- **REQUIRED ACTIONS**
A: In the reflection on God's love, list the words the narrator uses to describe the words of the message.
B: In the reflection on God's love, why does the narrator say the message carried the flavor of plain yogurt?
C: Pick up the reflection on God's love after its last line and carry it on.
EXCERPT TO READ Block Start
I listened quietly and carefully to the message, which carried the flavor of plain yogurt—its sweetness removed in an effort to temper delight. The words were measured, restrained, intentionally subdued. And yet they pricked me when the speaker explained that true love was chiefly a matter of choice—a volitional response, lacking emotion or natural affection. This, I was told, was God’s kind of love.

The explanation lingered longer than it needed to. And as it did, a question began to form.

I wondered how my children would receive such a definition if I offered it to them. What sense of value would settle in their hearts if I explained that my love for them was not rooted in delight or affection, but in obligation alone? I wondered what my wife might hear if I told her, I love you because I must, stripped of the tenderness that first drew me to her and continues to hold me.

Was God’s love so mechanical—so precise—that it lacked feeling altogether? Surely not.

Love is patient.
Love is kind.
EXCERPT TO READ Block End
PROVIDED INFORMATION Block Start
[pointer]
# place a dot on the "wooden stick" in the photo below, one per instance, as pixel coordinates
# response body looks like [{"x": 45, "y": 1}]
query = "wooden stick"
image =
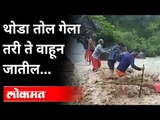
[{"x": 141, "y": 82}]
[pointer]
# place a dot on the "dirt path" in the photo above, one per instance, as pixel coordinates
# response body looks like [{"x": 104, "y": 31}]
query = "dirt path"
[{"x": 98, "y": 92}]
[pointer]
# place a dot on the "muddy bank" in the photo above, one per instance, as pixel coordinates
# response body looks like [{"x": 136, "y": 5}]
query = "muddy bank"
[{"x": 97, "y": 90}]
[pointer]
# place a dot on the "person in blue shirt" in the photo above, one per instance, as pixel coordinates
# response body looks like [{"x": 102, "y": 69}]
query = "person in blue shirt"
[
  {"x": 96, "y": 62},
  {"x": 114, "y": 54},
  {"x": 126, "y": 60}
]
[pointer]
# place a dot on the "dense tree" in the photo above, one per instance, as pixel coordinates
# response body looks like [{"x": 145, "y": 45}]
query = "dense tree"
[{"x": 131, "y": 30}]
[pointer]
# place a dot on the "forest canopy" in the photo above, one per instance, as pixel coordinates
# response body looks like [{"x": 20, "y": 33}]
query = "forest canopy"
[{"x": 131, "y": 30}]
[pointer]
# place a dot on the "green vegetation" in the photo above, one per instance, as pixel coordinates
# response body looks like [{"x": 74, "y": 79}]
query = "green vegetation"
[{"x": 131, "y": 30}]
PROVIDED INFORMATION Block End
- **EXERCISE RESPONSES**
A: measured, restrained, intentionally subdued

B: The message's sweetness had been removed in an effort to temper delight. Its words were measured, restrained, and intentionally subdued.

C:
It hopes all things, endures all things, and never fails.

These are not the marks of something cold or distant. They are the movements of a living affection. Love is not only a choosing. It is a word filled with warmth, with nearness, with delight that does not fade when the choosing becomes costly.

It is not merely a term extracted from a Greek lexicon to assist comprehension. Detached from character, such definitions grow thin. Meaning withers when it is severed from the nature of the One it describes.

Perhaps those who quote love’s meaning would do well to linger first on God’s character—to consider His divine nature before attempting to reduce His love to explanation alone.